APPROX_PARAMS(0) = 5.0

APPROX_PARAMS(1) = 80.0

APPROX_PARAMS(2) = 1.0

These defaults correspond to the "Cochran" condition.

### DOUBLE (optional)

If present and nonzero, double precision is used.

### NO_APPROX (optional)

If present and nonzero, the Fisher exact test is used and APPROX_PARAMS is ignored.

### P_VALUE (optional)

Named variable containing the p-value for independence of rows and columns. The p-value represents the probability of a more extreme table where "extreme" is in the Neyman-Pearson sense. The P_Value is "two-sided." The p-value is also returned in functional form.

A table is more extreme if its probability (for fixed marginals) is less than or equal to PROB_TABLE.

### PROB_TABLE (optional)

Named variable containing the probability of the observed table occurring, given that the null hypothesis of independent rows and columns is true.

### WK_PARAMS (optional)

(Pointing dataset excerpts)
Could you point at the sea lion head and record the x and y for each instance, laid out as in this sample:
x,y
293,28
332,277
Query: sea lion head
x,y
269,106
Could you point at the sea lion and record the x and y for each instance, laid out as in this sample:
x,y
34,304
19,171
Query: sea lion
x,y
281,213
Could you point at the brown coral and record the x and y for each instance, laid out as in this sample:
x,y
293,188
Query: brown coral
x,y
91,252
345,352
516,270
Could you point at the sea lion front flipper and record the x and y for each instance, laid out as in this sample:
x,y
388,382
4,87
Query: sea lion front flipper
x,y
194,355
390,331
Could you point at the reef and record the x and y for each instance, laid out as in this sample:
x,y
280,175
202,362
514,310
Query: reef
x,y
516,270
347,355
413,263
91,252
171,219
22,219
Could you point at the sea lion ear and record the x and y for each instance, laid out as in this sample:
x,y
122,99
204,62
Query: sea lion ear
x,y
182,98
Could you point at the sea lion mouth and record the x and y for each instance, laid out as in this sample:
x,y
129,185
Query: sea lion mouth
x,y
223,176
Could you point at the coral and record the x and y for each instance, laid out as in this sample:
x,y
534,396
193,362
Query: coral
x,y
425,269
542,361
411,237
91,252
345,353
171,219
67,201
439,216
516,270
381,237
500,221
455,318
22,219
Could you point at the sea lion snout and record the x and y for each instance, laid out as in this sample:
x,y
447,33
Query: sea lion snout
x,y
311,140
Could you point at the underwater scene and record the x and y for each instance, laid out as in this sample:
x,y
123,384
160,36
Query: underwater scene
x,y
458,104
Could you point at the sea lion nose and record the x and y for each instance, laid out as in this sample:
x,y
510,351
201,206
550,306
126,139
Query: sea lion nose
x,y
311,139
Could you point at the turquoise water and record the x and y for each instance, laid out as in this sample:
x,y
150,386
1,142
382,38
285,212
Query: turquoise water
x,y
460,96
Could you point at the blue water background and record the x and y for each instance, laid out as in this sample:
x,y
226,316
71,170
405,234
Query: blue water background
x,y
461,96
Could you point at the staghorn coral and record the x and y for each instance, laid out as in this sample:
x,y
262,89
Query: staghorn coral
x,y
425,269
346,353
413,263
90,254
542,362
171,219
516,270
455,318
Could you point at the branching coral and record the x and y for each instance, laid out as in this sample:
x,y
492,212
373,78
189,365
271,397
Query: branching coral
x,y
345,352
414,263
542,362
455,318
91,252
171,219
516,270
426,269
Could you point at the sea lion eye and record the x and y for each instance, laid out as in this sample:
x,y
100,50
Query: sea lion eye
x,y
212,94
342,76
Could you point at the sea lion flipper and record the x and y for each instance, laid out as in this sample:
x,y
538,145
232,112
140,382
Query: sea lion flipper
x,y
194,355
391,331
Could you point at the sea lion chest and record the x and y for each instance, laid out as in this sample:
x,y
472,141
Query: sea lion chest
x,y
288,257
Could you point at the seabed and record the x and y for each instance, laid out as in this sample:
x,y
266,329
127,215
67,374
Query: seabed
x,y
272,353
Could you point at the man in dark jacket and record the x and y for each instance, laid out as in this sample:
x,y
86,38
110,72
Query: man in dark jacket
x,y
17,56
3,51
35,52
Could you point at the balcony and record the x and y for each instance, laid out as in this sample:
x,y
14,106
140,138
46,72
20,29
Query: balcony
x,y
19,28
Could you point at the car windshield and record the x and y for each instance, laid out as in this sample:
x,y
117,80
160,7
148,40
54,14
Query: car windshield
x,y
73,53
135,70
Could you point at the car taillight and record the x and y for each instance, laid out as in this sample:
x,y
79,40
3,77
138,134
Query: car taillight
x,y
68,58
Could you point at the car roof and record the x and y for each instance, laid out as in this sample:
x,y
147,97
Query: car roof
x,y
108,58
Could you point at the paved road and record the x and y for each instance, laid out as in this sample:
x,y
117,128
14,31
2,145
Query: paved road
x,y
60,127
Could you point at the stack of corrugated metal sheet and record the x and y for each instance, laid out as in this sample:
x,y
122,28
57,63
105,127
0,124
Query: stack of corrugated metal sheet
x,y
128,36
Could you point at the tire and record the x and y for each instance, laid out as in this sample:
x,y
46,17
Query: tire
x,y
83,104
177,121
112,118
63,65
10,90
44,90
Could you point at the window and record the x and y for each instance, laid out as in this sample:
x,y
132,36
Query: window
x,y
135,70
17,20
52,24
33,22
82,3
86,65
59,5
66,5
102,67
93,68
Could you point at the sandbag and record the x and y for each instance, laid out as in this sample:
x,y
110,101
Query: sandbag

* Tasks and exercises
• 1. List every keyword heading in the documentation excerpt that is marked as optional.
• 2. Write out the part of the documentation excerpt starting with "APPROX_PARAMS(1) = 80.0" and going on through "precision is used.".
Work only from the documentation excerpt, not from the listing.

* Final answers
• 1. DOUBLE, NO_APPROX, P_VALUE, PROB_TABLE, WK_PARAMS

• 2.
APPROX_PARAMS(1) = 80.0

APPROX_PARAMS(2) = 1.0

These defaults correspond to the "Cochran" condition.

### DOUBLE (optional)

If present and nonzero, double precision is used.